------ Исходный текст
Смех Чехова умный, хоть и юношески-беззаботный смех. Это не смех какого-нибудь Лейкина. Веселый комизм Чехова переходит иногда даже в шарж, но почти всегда отражает далеко не веселые противоречия самой жизни. В эту раннюю свою пору Чехов не избегает и так называемых «гражданских» — обличительных мотивов, и его комические очерки превращаются подчас в легкую политическую сатиру. Напомню «Смерть чиновника», «Тревогу»19, «Унтера Пришибеева», «В бане», «Брожение умов» и пр. Начинающий, еще неопределившийся писатель, очевидно, совершенно свободен в выборе своих тем, в полной мере обладает той внутренней свободой, тем «чувством личной свободы» 20, которое впоследствии, как отмечает г-н Бунин, он возводил в теорию, признавал главным и необходимым свойством истинного художника. Обладал ли этим драгоценным даром веселого Антоши Чехонте уже выработавшийся в тонкого художника слова, уже определившийся хмурый, «матовый» А. П. Чехов? Обладал ли он этим свойством в то самое время, когда начал возводить его в теорию?.. Затрагивая теперь этот вопрос лишь мимоходом, мы остановимся над ним впоследствии подробно, ибо он очень важен для уразумения Чехова. Еще одно замечание о чеховском смехе. Смеялся Гоголь, смеялся Щедрин, один здоровым и светлым смехом, обнимавшим всю нашу нелепую действительность, а другой болезненно-желчно и пророчески-гневно. Но начинали они не смехом. Гоголь романтически воспевал идиллии украинской жизни, пересыпая их блестками юмора. Щедрин начал с грустной, пожалуй, сентиментальной, повести о бедноте и неудачниках21. Смеяться они стали лишь тогда, когда созрели, когда увидели в смехе орудие для идейно-художественной борьбы. Вот почему смех их был такой сознательный, такой серьезный, если можно так определять смех. Смех юноши Чехова — беззаботное, веселое выискивание и высмеивание противоречий, — и только. Нащупал противоречия, нелепые положения, выставил их всем напоказ выпукло и ярко и заливается беззаботным хохотом. Тут нет никакой идеи, нет служения какому бы то ни было богу (кроме разве бога юности). Это вполне свободный и беззаботный смех. Мог ли такой смех стать целью жизни человека? С другой стороны, мог ли Чехов сохранить на всю жизнь этот первоначальный источник его творчества? Мог ли он и вообще уберечь его до конца среди всех условий нашей российской действительности? Наконец, что нес с собой в жизнь, с каким багажом вступал в нее этот богато одаренный художник?
Перехожу теперь к «матовому голосу» Чехова, к его «матовым» образам, к его вечной сдержанности и нелюбви договаривать вещи до конца. Эти особенности Чехова бросаются в глаза при первом знакомстве с его писаниями, и стоит вдуматься в них, чтобы оценить все их значение.
Мне придется обратиться сначала к посмертным воспоминаниям *. Сами по себе эти воспоминания дают не так уж много. И тут авторы предаются субъективизму, до известной степени творят «по образу и подобию своему» [94]. Старательно, по обычаю всех «поминателей», наделяют А. П. Чехова всеми причитающимися покойникам по штату добродетелями, как-то: человечность, тонкость чувств, аристократизм духа и т. п. Но среди этого субъективизма и общих хвалебных мест можно отыскать, особенно у г-на Куприна, несколько характерных, индивидуализирующих образ Чехова черточек, из которых иные повторяются при этом и у других авторов воспоминаний.
------------
Выпишите дословно из текста о Чехове отрывок от «Мне придется обратиться» до «других авторов воспоминаний.» включительно.
------ Сохранённые данные
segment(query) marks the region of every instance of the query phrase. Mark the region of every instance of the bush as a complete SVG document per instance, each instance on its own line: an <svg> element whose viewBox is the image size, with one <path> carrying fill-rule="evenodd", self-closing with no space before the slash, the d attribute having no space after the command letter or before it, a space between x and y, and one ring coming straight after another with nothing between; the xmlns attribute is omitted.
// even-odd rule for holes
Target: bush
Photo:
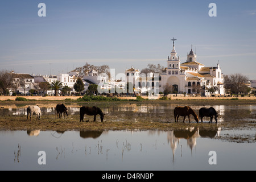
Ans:
<svg viewBox="0 0 256 182"><path fill-rule="evenodd" d="M17 97L15 98L15 101L27 101L28 100L26 98L22 97Z"/></svg>
<svg viewBox="0 0 256 182"><path fill-rule="evenodd" d="M160 100L168 100L168 97L167 96L163 96L159 98Z"/></svg>
<svg viewBox="0 0 256 182"><path fill-rule="evenodd" d="M136 96L136 100L138 101L142 101L143 100L144 100L144 99L141 97L141 96Z"/></svg>

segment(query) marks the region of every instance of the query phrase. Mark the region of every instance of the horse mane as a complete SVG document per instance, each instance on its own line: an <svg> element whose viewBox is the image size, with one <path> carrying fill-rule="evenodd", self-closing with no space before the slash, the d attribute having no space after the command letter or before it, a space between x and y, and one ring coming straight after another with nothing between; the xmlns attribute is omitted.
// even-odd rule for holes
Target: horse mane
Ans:
<svg viewBox="0 0 256 182"><path fill-rule="evenodd" d="M192 108L190 107L189 107L189 110L191 112L191 114L193 115L194 116L194 117L197 117L197 114L196 114L196 113L194 111L194 110L193 109L192 109Z"/></svg>
<svg viewBox="0 0 256 182"><path fill-rule="evenodd" d="M101 116L104 116L104 114L103 114L103 112L102 112L102 111L101 110L101 109L100 109L99 107L96 107L96 106L93 106L93 107L96 107L96 108L97 109L97 110L98 110L98 112L99 112L99 114L100 114Z"/></svg>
------------
-- Результат --
Мне придется обратиться сначала к посмертным воспоминаниям *. Сами по себе эти воспоминания дают не так уж много. И тут авторы предаются субъективизму, до известной степени творят «по образу и подобию своему» [94]. Старательно, по обычаю всех «поминателей», наделяют А. П. Чехова всеми причитающимися покойникам по штату добродетелями, как-то: человечность, тонкость чувств, аристократизм духа и т. п. Но среди этого субъективизма и общих хвалебных мест можно отыскать, особенно у г-на Куприна, несколько характерных, индивидуализирующих образ Чехова черточек, из которых иные повторяются при этом и у других авторов воспоминаний.